● **Records**
☆ ☆ ☆
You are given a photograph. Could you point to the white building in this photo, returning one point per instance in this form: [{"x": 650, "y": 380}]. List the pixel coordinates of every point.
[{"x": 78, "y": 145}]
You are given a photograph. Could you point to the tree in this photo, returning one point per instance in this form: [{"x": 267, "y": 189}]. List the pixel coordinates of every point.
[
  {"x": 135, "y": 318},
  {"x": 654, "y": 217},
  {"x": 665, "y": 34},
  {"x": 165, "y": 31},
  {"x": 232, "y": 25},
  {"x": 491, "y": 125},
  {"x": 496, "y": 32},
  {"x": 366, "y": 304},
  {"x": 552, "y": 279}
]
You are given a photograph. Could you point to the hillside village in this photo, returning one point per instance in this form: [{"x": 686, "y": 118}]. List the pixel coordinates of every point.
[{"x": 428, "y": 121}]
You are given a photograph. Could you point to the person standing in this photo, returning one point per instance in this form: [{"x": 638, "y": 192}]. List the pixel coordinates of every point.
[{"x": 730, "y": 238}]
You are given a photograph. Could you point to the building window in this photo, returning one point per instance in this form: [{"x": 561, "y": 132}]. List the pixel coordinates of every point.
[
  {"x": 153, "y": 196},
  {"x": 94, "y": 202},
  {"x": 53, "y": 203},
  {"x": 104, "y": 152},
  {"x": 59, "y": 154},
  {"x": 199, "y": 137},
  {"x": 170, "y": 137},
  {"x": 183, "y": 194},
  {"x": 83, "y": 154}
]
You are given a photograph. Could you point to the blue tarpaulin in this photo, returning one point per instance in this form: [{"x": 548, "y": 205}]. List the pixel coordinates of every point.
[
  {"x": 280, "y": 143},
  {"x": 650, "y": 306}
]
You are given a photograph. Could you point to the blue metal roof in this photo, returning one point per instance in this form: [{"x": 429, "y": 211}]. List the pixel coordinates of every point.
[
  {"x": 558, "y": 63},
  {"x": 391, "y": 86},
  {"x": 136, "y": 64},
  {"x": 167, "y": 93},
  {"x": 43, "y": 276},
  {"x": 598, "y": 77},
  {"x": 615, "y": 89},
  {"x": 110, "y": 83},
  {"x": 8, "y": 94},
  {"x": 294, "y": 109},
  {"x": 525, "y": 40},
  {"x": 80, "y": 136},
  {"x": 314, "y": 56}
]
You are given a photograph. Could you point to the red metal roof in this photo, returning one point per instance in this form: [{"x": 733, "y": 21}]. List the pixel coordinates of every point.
☆ ☆ ☆
● **DESCRIPTION OF THE TASK**
Find the line that contains "the blue metal" in the listing above. Retype it and every line after it up to the last, exactly, and nothing else.

● **FULL OUTPUT**
You are given a photograph. Could you point to the blue metal roof in this photo, returning one point per instance in this form: [{"x": 429, "y": 211}]. List the pixel coordinates of every point.
[
  {"x": 558, "y": 63},
  {"x": 391, "y": 86},
  {"x": 136, "y": 64},
  {"x": 167, "y": 93},
  {"x": 43, "y": 276},
  {"x": 598, "y": 77},
  {"x": 615, "y": 89},
  {"x": 110, "y": 83},
  {"x": 8, "y": 94},
  {"x": 294, "y": 109},
  {"x": 525, "y": 40},
  {"x": 80, "y": 136},
  {"x": 314, "y": 56}
]
You are given a photograph. Could you point to the red metal roof in this photo, returning one point per instance in this form: [{"x": 733, "y": 21}]. List the pixel coordinates of every point.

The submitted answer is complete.